▶ _Records for this task_

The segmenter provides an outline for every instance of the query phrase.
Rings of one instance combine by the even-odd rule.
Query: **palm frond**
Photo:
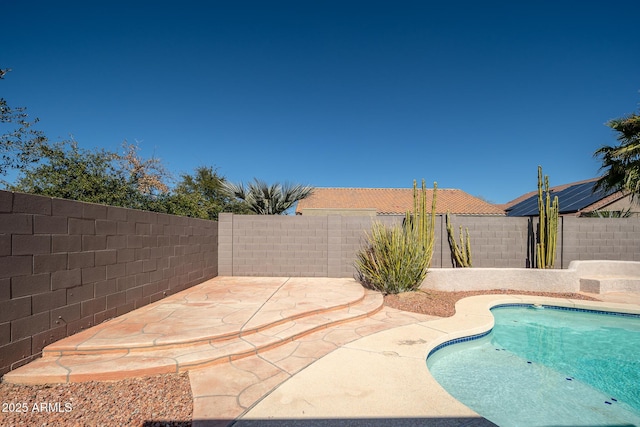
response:
[[[243,200],[260,215],[280,215],[297,201],[309,197],[314,187],[300,184],[268,184],[254,178],[246,186],[243,183],[224,182],[223,187],[233,197]]]

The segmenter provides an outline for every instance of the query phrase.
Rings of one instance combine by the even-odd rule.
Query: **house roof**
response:
[[[551,197],[558,196],[560,214],[592,211],[624,197],[622,192],[595,189],[599,178],[551,187]],[[508,216],[538,215],[538,190],[530,191],[502,205]]]
[[[427,189],[427,206],[431,207],[433,189]],[[367,209],[378,215],[404,215],[413,211],[412,188],[316,188],[311,196],[300,200],[296,214],[304,209]],[[438,189],[436,212],[439,214],[504,215],[500,207],[462,190]]]

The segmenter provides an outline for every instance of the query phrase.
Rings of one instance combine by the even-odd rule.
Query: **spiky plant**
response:
[[[454,267],[471,267],[471,240],[469,239],[469,229],[462,233],[460,226],[460,246],[456,242],[456,236],[451,225],[451,218],[447,212],[447,235],[449,236],[449,248],[451,249],[451,259]]]
[[[225,182],[224,188],[233,197],[244,201],[259,215],[281,215],[298,200],[309,197],[314,187],[300,184],[267,184],[254,179],[246,187],[243,183]]]
[[[427,213],[427,188],[424,179],[420,190],[418,190],[416,181],[413,180],[413,212],[407,212],[404,219],[405,228],[411,228],[418,234],[418,239],[422,242],[425,250],[428,266],[431,265],[435,244],[437,191],[438,183],[434,182],[431,212]]]
[[[435,240],[436,188],[431,214],[427,213],[424,180],[418,191],[413,182],[413,212],[402,225],[374,223],[367,244],[356,254],[360,281],[384,294],[417,290],[427,275]]]
[[[544,197],[543,197],[544,193]],[[553,268],[556,260],[558,238],[558,196],[551,202],[549,177],[545,175],[544,186],[542,167],[538,166],[538,239],[536,243],[536,265],[538,268]]]
[[[429,258],[417,229],[376,222],[367,234],[367,242],[355,261],[365,286],[385,295],[420,287],[427,275]]]

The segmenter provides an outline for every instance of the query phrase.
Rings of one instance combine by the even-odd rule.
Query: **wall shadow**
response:
[[[154,424],[146,424],[152,427]],[[239,420],[195,420],[194,427],[495,427],[489,420],[479,417],[424,417],[424,418],[298,418],[298,419],[239,419]]]

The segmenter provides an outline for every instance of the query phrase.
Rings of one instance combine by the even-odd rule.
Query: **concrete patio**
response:
[[[352,279],[216,277],[55,342],[4,381],[188,371],[200,426],[491,425],[433,380],[430,349],[488,330],[503,302],[640,313],[638,294],[597,297],[611,302],[487,295],[442,319],[384,307]]]

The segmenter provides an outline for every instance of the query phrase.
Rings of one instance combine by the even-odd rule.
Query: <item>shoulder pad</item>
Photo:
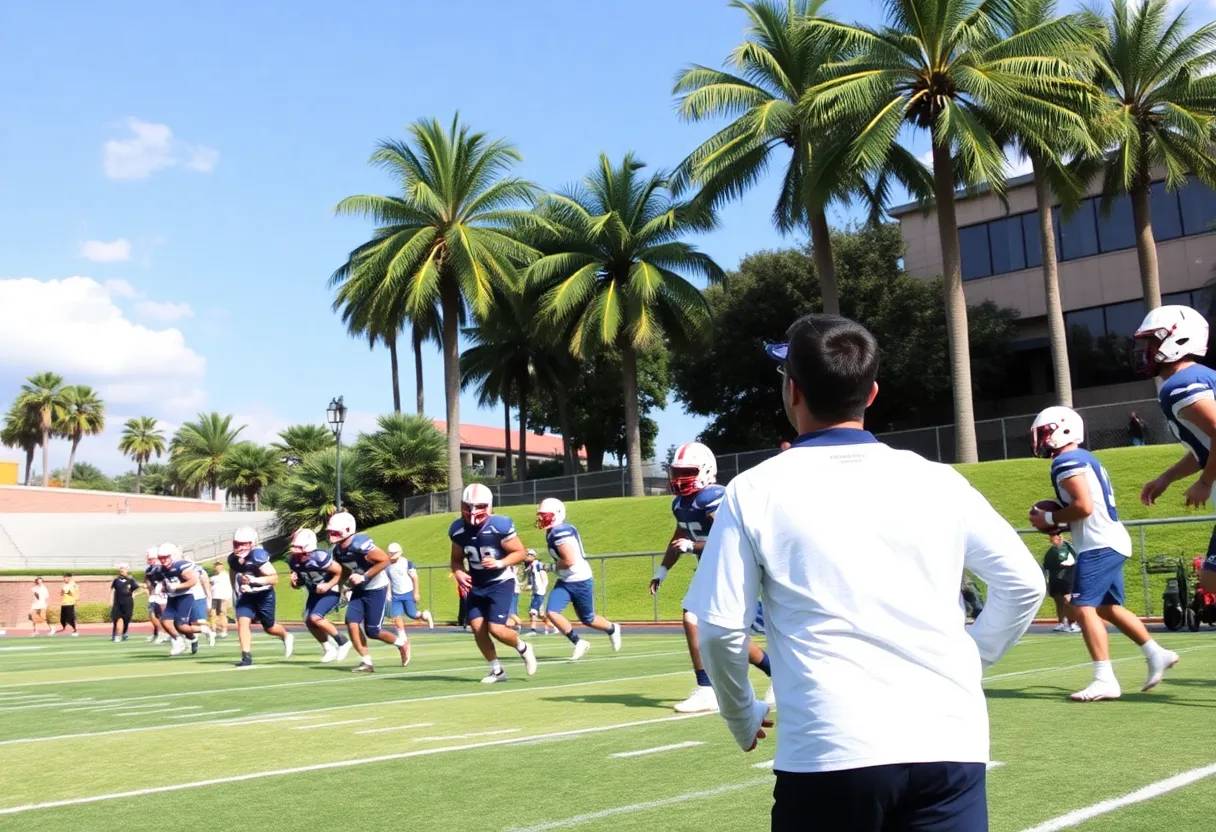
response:
[[[265,549],[254,549],[249,553],[249,561],[261,566],[263,563],[270,563],[270,552]]]
[[[722,485],[707,485],[697,492],[697,496],[693,498],[693,505],[706,511],[711,511],[718,507],[718,503],[722,502],[722,498],[726,496],[726,487]]]
[[[489,526],[500,535],[515,533],[515,521],[503,514],[491,515]]]
[[[356,552],[370,552],[376,544],[365,534],[357,534],[350,541],[350,548]]]

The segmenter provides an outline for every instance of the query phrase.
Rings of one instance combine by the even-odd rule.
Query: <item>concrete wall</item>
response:
[[[50,609],[59,609],[59,588],[63,586],[63,571],[39,573],[42,582],[50,592]],[[114,575],[79,575],[76,583],[80,587],[78,604],[108,604],[110,602],[110,582]],[[30,625],[30,604],[34,594],[33,577],[10,577],[0,575],[0,630],[8,630],[8,634],[20,635],[28,633]],[[16,632],[14,632],[14,630]],[[46,629],[43,628],[43,632]]]
[[[8,460],[0,459],[0,485],[16,485],[17,471],[20,467],[20,462],[9,462]]]
[[[183,514],[219,512],[223,508],[220,502],[184,497],[0,485],[0,514]]]

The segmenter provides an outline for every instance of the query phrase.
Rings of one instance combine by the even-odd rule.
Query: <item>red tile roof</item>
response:
[[[432,420],[435,427],[447,433],[448,423],[442,419]],[[460,447],[477,451],[498,451],[505,453],[507,446],[502,428],[489,428],[485,425],[461,425]],[[519,431],[511,431],[511,452],[519,453]],[[528,456],[555,456],[561,458],[562,438],[557,434],[528,434]],[[585,448],[578,449],[580,459],[587,458]]]

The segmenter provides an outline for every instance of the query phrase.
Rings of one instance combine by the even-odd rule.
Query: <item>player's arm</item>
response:
[[[279,573],[269,563],[258,567],[258,574],[249,579],[254,586],[274,586],[279,582]]]
[[[573,540],[559,543],[553,550],[553,560],[558,569],[573,569],[576,557],[578,557],[578,544]]]
[[[372,565],[368,567],[366,572],[363,573],[363,581],[370,581],[385,569],[388,569],[388,565],[390,563],[388,559],[388,552],[384,551],[379,546],[373,546],[367,551],[364,557],[371,561]],[[363,581],[360,581],[360,583]]]
[[[411,566],[409,569],[405,570],[405,574],[410,576],[410,580],[414,584],[414,603],[421,604],[422,603],[422,590],[418,586],[418,570]]]
[[[519,539],[519,535],[503,538],[498,542],[502,547],[503,556],[501,558],[482,558],[481,562],[488,569],[513,569],[515,564],[523,563],[528,558],[528,550],[524,548],[524,542]]]
[[[212,600],[212,598],[211,598],[211,580],[209,578],[207,580],[204,580],[203,576],[199,575],[198,582],[203,585],[203,592],[207,596],[207,606],[210,607],[211,600]]]
[[[1072,502],[1059,511],[1053,511],[1051,513],[1052,522],[1060,526],[1067,526],[1069,523],[1084,520],[1094,513],[1094,498],[1089,493],[1084,476],[1078,473],[1058,480],[1058,482],[1060,490],[1072,497]]]
[[[456,585],[461,589],[468,589],[473,585],[473,578],[464,570],[464,549],[456,541],[452,541],[452,558],[449,562],[452,569],[452,578],[456,581]]]
[[[692,536],[679,523],[676,523],[676,530],[672,533],[671,542],[667,544],[667,549],[663,552],[663,562],[659,564],[659,568],[654,572],[654,577],[650,579],[650,594],[654,595],[659,591],[659,587],[667,579],[667,573],[679,562],[680,555],[695,550],[696,543]]]
[[[178,592],[183,589],[193,589],[196,583],[198,583],[198,573],[193,569],[187,569],[185,573],[182,574],[181,580],[175,581],[171,589],[174,592]]]
[[[316,593],[318,595],[324,595],[327,592],[332,592],[334,587],[342,583],[342,564],[338,563],[332,557],[329,559],[329,565],[325,567],[325,572],[329,575],[329,577],[317,584]]]
[[[1209,447],[1216,447],[1216,400],[1200,399],[1182,408],[1178,415],[1208,437]],[[1199,467],[1197,460],[1194,467]],[[1210,453],[1207,464],[1199,471],[1199,479],[1186,490],[1187,506],[1198,508],[1206,503],[1212,496],[1213,485],[1216,485],[1216,454]]]
[[[110,583],[110,606],[111,607],[114,606],[114,584],[113,584],[113,582]]]

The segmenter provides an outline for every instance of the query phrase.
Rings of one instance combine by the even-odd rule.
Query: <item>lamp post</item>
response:
[[[325,420],[329,422],[330,430],[334,432],[334,441],[337,443],[338,462],[338,488],[337,488],[337,510],[342,510],[342,423],[346,421],[346,405],[342,404],[342,397],[333,399],[329,403],[329,407],[325,409]]]

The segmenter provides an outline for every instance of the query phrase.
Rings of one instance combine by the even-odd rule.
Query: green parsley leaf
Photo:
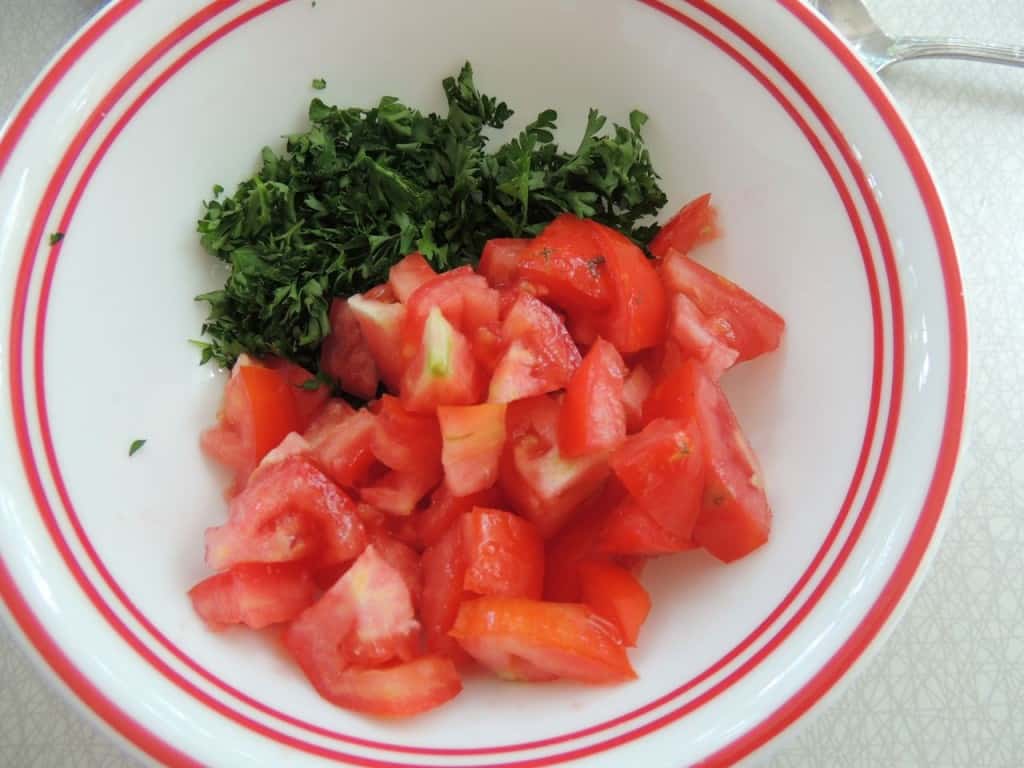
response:
[[[230,367],[247,352],[319,371],[331,300],[387,279],[418,250],[437,270],[473,263],[495,237],[529,237],[564,212],[596,219],[646,245],[664,206],[641,129],[591,110],[574,151],[555,144],[545,110],[511,140],[512,118],[481,93],[467,63],[442,83],[447,114],[385,96],[371,107],[314,98],[309,127],[269,147],[233,195],[204,203],[200,241],[228,268],[196,297],[208,313],[203,361]]]
[[[57,243],[59,243],[63,239],[64,239],[64,233],[63,232],[51,232],[50,233],[50,245],[56,245]]]
[[[138,453],[138,450],[145,444],[145,440],[132,440],[132,444],[128,446],[128,455],[134,456],[136,453]]]
[[[324,80],[322,77],[318,77],[318,78],[313,80],[313,89],[314,90],[322,91],[326,87],[327,87],[327,81]]]

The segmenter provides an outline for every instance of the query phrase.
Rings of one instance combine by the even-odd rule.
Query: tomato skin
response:
[[[270,368],[242,366],[238,379],[246,403],[239,431],[258,463],[285,435],[298,428],[295,397],[288,379]]]
[[[388,271],[388,286],[395,298],[405,304],[409,297],[424,283],[430,282],[437,273],[421,253],[410,253]]]
[[[579,578],[583,602],[615,624],[626,645],[635,646],[651,612],[643,585],[622,566],[597,560],[580,563]]]
[[[670,250],[661,264],[665,287],[682,293],[706,316],[719,338],[751,360],[779,346],[786,322],[735,283]]]
[[[442,484],[430,497],[430,506],[420,512],[416,520],[419,540],[425,547],[436,544],[452,524],[473,507],[498,507],[501,504],[501,494],[496,488],[456,496],[447,484]]]
[[[380,531],[370,534],[370,544],[384,562],[402,577],[413,607],[418,610],[423,602],[423,574],[420,573],[420,556],[416,550]]]
[[[310,556],[341,563],[365,547],[354,502],[299,456],[268,467],[232,499],[227,523],[206,532],[206,562],[217,571]]]
[[[604,339],[598,339],[565,391],[558,417],[558,448],[575,458],[614,449],[626,439],[622,402],[626,365]]]
[[[292,399],[295,401],[295,431],[303,432],[308,429],[330,398],[330,390],[323,384],[307,389],[304,385],[309,384],[313,374],[301,365],[278,358],[267,358],[264,363],[268,368],[281,373],[292,387]]]
[[[540,599],[544,541],[530,521],[504,510],[474,507],[460,523],[465,591]]]
[[[460,663],[468,661],[466,652],[448,635],[465,592],[466,559],[458,521],[423,551],[420,568],[423,573],[420,619],[427,648]]]
[[[614,229],[590,222],[604,252],[612,290],[610,307],[591,317],[598,333],[623,356],[665,338],[668,300],[657,270],[644,252]]]
[[[423,326],[418,351],[402,375],[402,404],[414,413],[432,413],[439,405],[479,402],[482,390],[469,341],[435,306]]]
[[[704,490],[704,443],[693,420],[655,419],[626,439],[610,464],[619,482],[662,528],[690,539]]]
[[[644,425],[644,402],[651,394],[654,379],[643,363],[637,363],[622,383],[622,407],[626,411],[626,432],[639,432]]]
[[[377,459],[373,455],[376,417],[366,410],[345,415],[342,406],[333,409],[333,421],[314,423],[306,439],[317,463],[331,480],[344,488],[356,488],[369,477]]]
[[[514,660],[542,674],[584,683],[636,678],[618,630],[589,608],[507,597],[481,597],[459,608],[452,637],[501,677],[516,679]]]
[[[312,605],[316,585],[304,564],[246,563],[204,579],[188,596],[214,630],[231,624],[263,629],[291,621]]]
[[[693,549],[690,539],[662,527],[634,498],[616,505],[604,520],[597,551],[616,557],[652,557]]]
[[[380,374],[359,320],[345,299],[334,299],[331,332],[320,347],[320,368],[351,395],[369,400],[377,394]]]
[[[698,245],[714,240],[718,236],[716,218],[710,194],[691,200],[655,235],[649,246],[651,254],[656,259],[664,259],[669,249],[689,253]]]
[[[427,318],[435,308],[457,331],[471,333],[481,325],[497,322],[499,296],[471,267],[458,267],[423,283],[406,302],[402,325],[406,358],[420,346]]]
[[[590,222],[563,213],[519,256],[519,275],[567,310],[596,312],[611,303],[602,244]]]
[[[378,478],[373,485],[363,488],[359,492],[359,497],[384,512],[408,517],[420,503],[420,499],[430,493],[439,482],[440,467],[412,472],[391,470]]]
[[[505,446],[505,404],[440,406],[445,484],[456,496],[484,491],[498,479]]]
[[[339,707],[377,717],[410,717],[451,701],[462,681],[451,659],[421,656],[383,669],[346,669],[320,694]]]
[[[582,598],[579,569],[581,562],[598,556],[598,544],[608,511],[624,493],[609,483],[599,496],[583,508],[558,535],[547,542],[544,565],[544,599],[556,603],[576,603]]]
[[[441,470],[441,429],[433,414],[410,413],[396,397],[384,395],[374,422],[373,455],[399,472]]]
[[[397,392],[404,368],[402,326],[405,322],[405,307],[402,304],[374,301],[365,296],[352,296],[348,306],[359,323],[363,341],[381,381],[390,391]]]
[[[530,244],[528,239],[495,238],[484,243],[477,271],[492,288],[505,288],[516,280],[519,257]]]

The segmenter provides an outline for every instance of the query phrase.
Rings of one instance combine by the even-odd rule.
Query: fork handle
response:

▶ _What is needed_
Pull every line holding "item" out of the records.

▶ _Result for this exercise_
Query: <item>shoulder pad</item>
Query: <item>concrete wall</item>
Query: <item>red tile roof</item>
Query: <item>player's arm</item>
Query: <item>lamp post</item>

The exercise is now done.